▶ [SOURCE PASSAGE]:

-------

In the past sober Anton Drexler would have been there and would sometimes hear such rhapsodic outbursts and to Hitler's annoyance put in a final word to bring things into perspective. But now there was no longer anyone around to remonstrate when a wildly gesticulating Hitler vowed to tear the peace treaty to shreds if he took power, or let it be known that he would not shrink from another war with France, or conjured up the vision of a mighty German Reich stretching “from Königsberg to Strassburg and from Hamburg to Vienna.” His ever-larger audiences proved that what people wanted to hear was precisely such wild challenges. “The thing is not to renounce or to accept, but to venture what is seemingly impossible.” The general view of Hitler as an unprincipled opportunist does not do justice either to his daring or his originality. His courage in voicing “forbidden” opinions was extraordinary. Precisely that gave him the aura of manliness, fierceness, and sovereign contempt, which befitted the image of the Great Leader.

-------

▶ [RAW DATA]:
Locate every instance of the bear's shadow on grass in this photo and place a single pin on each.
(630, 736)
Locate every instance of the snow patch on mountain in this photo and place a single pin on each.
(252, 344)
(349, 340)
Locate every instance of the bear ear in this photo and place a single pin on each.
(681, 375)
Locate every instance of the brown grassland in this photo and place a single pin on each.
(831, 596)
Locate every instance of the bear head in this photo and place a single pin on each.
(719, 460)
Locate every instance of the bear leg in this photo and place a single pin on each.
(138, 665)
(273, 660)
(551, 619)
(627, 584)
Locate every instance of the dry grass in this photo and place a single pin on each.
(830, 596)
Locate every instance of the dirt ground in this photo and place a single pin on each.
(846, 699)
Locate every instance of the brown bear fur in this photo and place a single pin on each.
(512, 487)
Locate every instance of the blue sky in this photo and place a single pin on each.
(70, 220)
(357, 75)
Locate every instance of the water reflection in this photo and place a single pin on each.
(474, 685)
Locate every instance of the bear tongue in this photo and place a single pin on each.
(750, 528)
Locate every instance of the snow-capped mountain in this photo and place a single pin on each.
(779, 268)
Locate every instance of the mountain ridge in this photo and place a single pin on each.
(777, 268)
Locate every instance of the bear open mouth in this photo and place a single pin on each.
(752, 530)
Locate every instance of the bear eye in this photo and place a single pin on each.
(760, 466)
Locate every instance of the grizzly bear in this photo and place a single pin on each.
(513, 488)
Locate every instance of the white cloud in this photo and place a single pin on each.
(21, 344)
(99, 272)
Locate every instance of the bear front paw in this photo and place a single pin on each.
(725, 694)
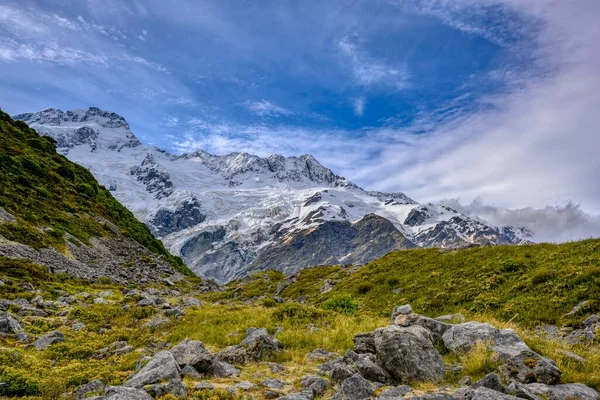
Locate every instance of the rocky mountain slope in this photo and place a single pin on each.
(53, 212)
(230, 215)
(325, 332)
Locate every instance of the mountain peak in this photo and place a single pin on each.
(93, 127)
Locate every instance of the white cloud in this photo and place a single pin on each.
(265, 108)
(359, 106)
(549, 224)
(368, 71)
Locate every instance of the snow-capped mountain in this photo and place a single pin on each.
(233, 214)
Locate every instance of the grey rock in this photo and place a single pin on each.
(364, 343)
(340, 372)
(93, 386)
(321, 355)
(354, 388)
(273, 383)
(77, 326)
(519, 361)
(490, 381)
(192, 302)
(174, 387)
(174, 312)
(191, 372)
(9, 323)
(49, 339)
(256, 346)
(483, 393)
(125, 393)
(406, 354)
(371, 371)
(452, 318)
(317, 384)
(223, 369)
(404, 309)
(161, 367)
(519, 390)
(395, 393)
(303, 395)
(576, 308)
(204, 386)
(569, 391)
(275, 368)
(245, 385)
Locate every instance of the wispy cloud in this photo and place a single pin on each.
(368, 71)
(358, 104)
(265, 108)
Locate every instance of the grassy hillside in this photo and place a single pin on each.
(49, 195)
(528, 285)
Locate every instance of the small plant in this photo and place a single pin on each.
(342, 304)
(269, 302)
(479, 361)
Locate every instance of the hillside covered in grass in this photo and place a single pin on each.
(530, 285)
(46, 201)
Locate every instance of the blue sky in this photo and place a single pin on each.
(437, 98)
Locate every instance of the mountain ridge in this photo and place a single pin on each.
(226, 213)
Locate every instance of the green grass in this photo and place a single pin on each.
(528, 284)
(49, 195)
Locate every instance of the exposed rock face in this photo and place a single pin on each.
(564, 392)
(106, 257)
(333, 242)
(406, 354)
(257, 345)
(162, 367)
(193, 353)
(125, 393)
(187, 214)
(9, 323)
(277, 212)
(49, 339)
(354, 388)
(519, 361)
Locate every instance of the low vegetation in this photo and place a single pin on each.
(51, 196)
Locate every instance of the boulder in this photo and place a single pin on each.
(125, 393)
(273, 383)
(93, 386)
(161, 367)
(407, 354)
(490, 381)
(519, 361)
(354, 388)
(395, 393)
(364, 343)
(193, 352)
(49, 339)
(317, 384)
(222, 369)
(370, 370)
(174, 387)
(568, 391)
(9, 323)
(404, 309)
(256, 346)
(303, 395)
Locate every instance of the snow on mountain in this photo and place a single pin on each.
(233, 214)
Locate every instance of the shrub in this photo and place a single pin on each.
(17, 385)
(542, 276)
(511, 266)
(364, 288)
(342, 304)
(269, 302)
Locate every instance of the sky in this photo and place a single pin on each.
(484, 103)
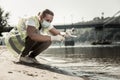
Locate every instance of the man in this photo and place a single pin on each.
(39, 35)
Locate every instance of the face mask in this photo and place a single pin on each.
(45, 24)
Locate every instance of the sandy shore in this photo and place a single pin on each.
(12, 71)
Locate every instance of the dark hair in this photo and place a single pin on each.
(47, 11)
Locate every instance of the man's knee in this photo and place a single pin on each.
(48, 43)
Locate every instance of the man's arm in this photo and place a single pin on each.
(32, 33)
(54, 31)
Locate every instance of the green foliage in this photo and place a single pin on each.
(3, 20)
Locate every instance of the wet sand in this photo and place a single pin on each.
(12, 71)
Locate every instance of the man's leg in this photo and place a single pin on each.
(38, 48)
(28, 46)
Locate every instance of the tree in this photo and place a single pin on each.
(3, 20)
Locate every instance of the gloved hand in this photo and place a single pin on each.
(57, 38)
(68, 33)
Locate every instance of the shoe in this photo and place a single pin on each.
(26, 59)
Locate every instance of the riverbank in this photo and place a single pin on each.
(12, 71)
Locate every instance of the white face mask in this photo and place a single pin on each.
(45, 24)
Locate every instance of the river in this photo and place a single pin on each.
(92, 62)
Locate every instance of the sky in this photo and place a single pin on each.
(66, 11)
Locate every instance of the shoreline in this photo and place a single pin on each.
(12, 71)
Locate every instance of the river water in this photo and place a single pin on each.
(92, 62)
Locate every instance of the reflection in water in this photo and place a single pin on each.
(91, 62)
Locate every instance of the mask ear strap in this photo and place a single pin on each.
(40, 26)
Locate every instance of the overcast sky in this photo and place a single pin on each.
(66, 11)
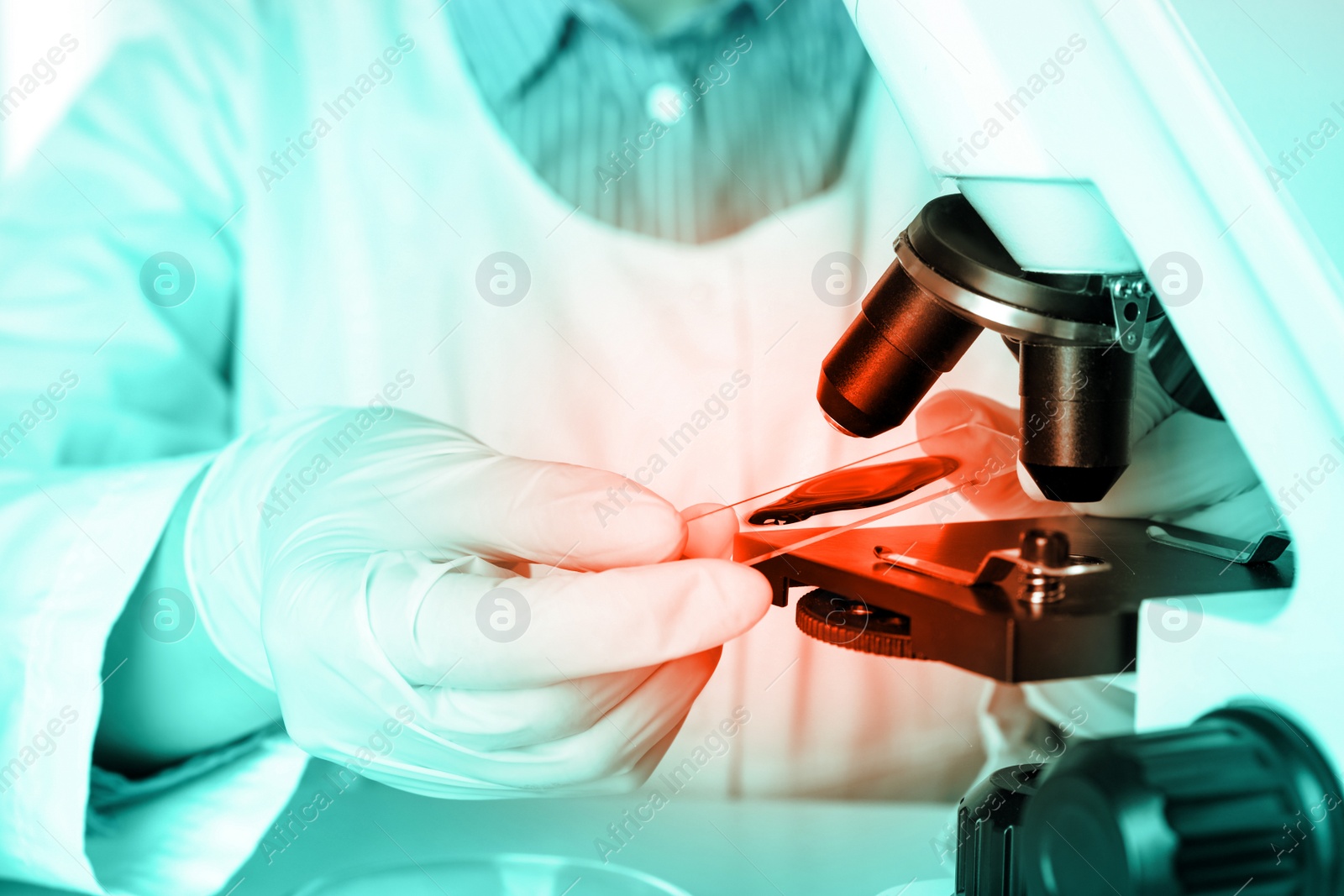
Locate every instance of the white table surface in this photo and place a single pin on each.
(706, 846)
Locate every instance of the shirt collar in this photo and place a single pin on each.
(510, 42)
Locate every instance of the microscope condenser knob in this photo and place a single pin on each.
(1238, 802)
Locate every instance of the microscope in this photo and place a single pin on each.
(1090, 155)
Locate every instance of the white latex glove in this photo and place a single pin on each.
(370, 546)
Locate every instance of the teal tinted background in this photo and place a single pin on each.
(1283, 66)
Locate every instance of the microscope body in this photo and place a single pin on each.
(1093, 140)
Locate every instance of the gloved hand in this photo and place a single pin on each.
(376, 590)
(1184, 468)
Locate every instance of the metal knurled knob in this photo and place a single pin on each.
(855, 625)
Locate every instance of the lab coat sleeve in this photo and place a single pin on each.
(109, 402)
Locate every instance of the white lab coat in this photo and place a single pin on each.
(322, 280)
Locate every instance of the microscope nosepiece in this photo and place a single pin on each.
(951, 280)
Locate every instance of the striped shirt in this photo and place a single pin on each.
(743, 110)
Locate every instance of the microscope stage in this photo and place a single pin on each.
(988, 629)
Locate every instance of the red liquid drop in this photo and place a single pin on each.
(851, 490)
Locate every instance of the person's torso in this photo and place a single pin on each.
(409, 244)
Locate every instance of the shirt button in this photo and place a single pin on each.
(664, 103)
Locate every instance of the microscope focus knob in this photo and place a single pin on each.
(1238, 802)
(853, 624)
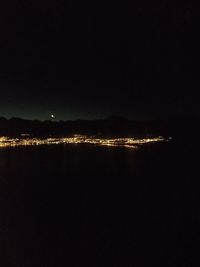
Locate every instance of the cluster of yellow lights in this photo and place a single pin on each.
(79, 139)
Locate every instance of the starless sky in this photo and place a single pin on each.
(93, 59)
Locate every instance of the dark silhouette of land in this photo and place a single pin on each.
(110, 126)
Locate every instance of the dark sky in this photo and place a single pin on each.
(93, 59)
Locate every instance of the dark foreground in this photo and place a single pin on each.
(96, 206)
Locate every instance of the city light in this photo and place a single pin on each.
(132, 143)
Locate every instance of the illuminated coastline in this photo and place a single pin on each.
(131, 143)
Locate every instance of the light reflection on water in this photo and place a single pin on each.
(126, 142)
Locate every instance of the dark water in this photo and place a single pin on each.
(95, 206)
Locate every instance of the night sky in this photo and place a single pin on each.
(94, 59)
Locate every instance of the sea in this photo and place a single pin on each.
(87, 205)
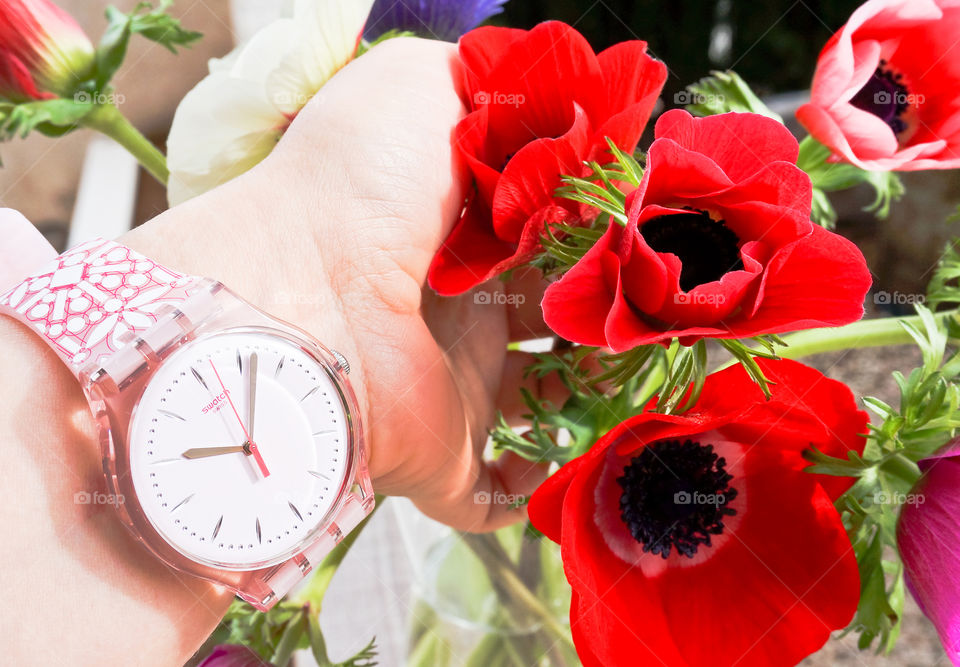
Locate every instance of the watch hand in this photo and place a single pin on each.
(204, 452)
(252, 394)
(249, 443)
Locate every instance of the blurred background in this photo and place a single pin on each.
(773, 45)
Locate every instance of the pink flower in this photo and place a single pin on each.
(884, 93)
(928, 536)
(43, 52)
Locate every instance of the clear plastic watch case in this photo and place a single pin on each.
(232, 443)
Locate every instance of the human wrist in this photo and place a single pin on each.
(254, 244)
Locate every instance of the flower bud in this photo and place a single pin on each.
(43, 52)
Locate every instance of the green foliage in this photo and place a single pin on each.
(829, 176)
(152, 23)
(276, 634)
(926, 418)
(57, 117)
(50, 117)
(944, 287)
(603, 189)
(722, 92)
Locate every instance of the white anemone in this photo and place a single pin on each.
(234, 117)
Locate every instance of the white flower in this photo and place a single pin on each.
(235, 116)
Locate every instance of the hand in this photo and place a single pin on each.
(207, 452)
(248, 444)
(346, 215)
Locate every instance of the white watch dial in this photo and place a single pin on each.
(231, 487)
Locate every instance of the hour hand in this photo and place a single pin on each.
(204, 452)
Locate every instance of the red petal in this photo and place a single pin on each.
(676, 173)
(806, 407)
(470, 254)
(739, 143)
(618, 615)
(553, 67)
(481, 51)
(544, 508)
(530, 179)
(820, 282)
(633, 81)
(576, 306)
(773, 594)
(470, 137)
(16, 82)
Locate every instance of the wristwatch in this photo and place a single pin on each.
(231, 441)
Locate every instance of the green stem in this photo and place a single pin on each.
(320, 581)
(880, 332)
(504, 572)
(107, 119)
(898, 465)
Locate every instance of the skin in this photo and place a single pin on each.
(334, 232)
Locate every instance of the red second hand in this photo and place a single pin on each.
(253, 446)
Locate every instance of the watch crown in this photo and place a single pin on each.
(341, 361)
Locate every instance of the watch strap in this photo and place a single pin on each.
(93, 300)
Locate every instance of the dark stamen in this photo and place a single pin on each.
(885, 96)
(675, 496)
(707, 248)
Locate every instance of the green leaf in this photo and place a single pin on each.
(722, 92)
(152, 23)
(829, 176)
(46, 116)
(746, 357)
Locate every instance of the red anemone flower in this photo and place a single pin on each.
(884, 92)
(541, 102)
(718, 243)
(43, 52)
(699, 539)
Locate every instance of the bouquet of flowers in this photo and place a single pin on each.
(715, 501)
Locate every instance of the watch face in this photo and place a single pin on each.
(238, 449)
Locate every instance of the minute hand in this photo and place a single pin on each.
(204, 452)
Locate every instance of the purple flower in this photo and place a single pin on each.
(437, 19)
(928, 536)
(231, 655)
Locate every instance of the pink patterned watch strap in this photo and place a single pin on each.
(93, 300)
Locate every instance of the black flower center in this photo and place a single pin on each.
(675, 496)
(707, 248)
(885, 96)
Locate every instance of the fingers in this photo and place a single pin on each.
(497, 499)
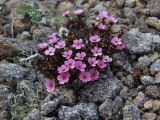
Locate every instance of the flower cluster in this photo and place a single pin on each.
(81, 54)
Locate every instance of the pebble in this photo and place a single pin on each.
(148, 104)
(147, 80)
(149, 116)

-------

▶ [TASKS AND EXERCISES]:
(1) Decide whether each statement agrees with the passage on Hitler's speeches, answering yes or no and quoting the deciding words of that passage. (a) Anton Drexler was still on hand at this time to temper Hitler's outbursts. (b) Hitler's audiences kept growing. (c) The passage accepts the general view of Hitler as an unprincipled opportunist.
(2) Carry on the passage on Hitler's speeches from the point where it ends.

▶ [EXPECTED ANSWERS]:
(1)
(a) No: "But now there was no longer anyone around to remonstrate"
(b) Yes: "His ever-larger audiences"
(c) No: "The general view of Hitler as an unprincipled opportunist does not do justice either to his daring or his originality."

(2)
The role in which he soon cast himself was that of the outsider; in times of public discontent such a role had great potential. Once, when the
Münchener Post
termed him “the wiliest agitator making mischief in Munich today,” Hitler replied with: “Yes, we want to work people up, we're agitators all right!” In the beginning he may well have been pained by the plebeian, quarrelsome features of his public career. But once he realized that certain crudenesses made him more popular in the circus tent and more interesting in the salons, he identified with those qualities without apology. When he was criticized for the dubious company he kept, he replied that he would rather be a German tramp than a French count. “They say we're a bunch of anti-Semitic rowdies. So we are, we want to stir up a storm! We don't want people to sleep, but to know a thunderstorm is brewing. We won't let our Germany be crucified. Call us brutes if you want to. But if we save Germany, we'll have carried out the greatest deed in the world.”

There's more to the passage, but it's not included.